* Supplied data *
^^^^

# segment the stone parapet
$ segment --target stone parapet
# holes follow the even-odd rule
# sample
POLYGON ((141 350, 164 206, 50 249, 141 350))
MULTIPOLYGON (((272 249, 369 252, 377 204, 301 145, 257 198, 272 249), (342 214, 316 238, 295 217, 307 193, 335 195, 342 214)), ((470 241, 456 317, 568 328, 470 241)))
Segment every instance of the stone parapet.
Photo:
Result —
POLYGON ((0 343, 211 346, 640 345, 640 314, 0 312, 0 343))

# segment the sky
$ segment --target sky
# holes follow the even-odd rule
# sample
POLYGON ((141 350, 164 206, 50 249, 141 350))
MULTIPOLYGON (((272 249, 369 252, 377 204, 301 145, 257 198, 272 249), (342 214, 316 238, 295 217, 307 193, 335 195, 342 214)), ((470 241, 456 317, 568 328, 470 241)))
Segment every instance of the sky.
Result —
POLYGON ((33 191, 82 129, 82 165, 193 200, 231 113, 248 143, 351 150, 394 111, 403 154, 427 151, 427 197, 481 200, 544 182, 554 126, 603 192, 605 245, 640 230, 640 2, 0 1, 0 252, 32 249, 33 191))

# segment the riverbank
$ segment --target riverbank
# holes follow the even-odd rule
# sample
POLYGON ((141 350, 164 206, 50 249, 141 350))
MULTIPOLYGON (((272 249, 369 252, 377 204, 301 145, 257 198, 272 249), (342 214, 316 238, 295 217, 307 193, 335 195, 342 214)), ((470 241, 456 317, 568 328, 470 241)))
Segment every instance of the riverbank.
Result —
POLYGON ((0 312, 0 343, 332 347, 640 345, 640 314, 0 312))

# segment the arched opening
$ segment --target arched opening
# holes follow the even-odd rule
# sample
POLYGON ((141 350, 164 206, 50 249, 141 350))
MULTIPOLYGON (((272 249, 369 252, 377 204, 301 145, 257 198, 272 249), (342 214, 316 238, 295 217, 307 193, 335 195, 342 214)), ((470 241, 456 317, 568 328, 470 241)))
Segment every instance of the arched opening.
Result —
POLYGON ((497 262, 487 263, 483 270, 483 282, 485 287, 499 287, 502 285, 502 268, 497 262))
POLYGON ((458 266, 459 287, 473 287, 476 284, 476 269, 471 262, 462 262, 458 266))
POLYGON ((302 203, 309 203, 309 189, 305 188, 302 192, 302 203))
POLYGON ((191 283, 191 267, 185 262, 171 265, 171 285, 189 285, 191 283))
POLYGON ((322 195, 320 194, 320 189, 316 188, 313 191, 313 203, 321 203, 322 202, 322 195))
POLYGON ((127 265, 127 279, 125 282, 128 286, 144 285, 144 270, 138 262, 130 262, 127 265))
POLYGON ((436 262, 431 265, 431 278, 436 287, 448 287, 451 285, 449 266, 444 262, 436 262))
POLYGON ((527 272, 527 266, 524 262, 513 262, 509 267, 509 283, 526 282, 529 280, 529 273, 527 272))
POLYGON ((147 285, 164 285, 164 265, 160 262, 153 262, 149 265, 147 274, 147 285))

^^^^

* Exercise goal *
Scan the material above for the word "instance". Copy each line where it occurs.

* Written response *
Segment every instance of the stone parapet.
Segment every instance of the sky.
Segment every instance of the riverbank.
Segment every instance of the arched opening.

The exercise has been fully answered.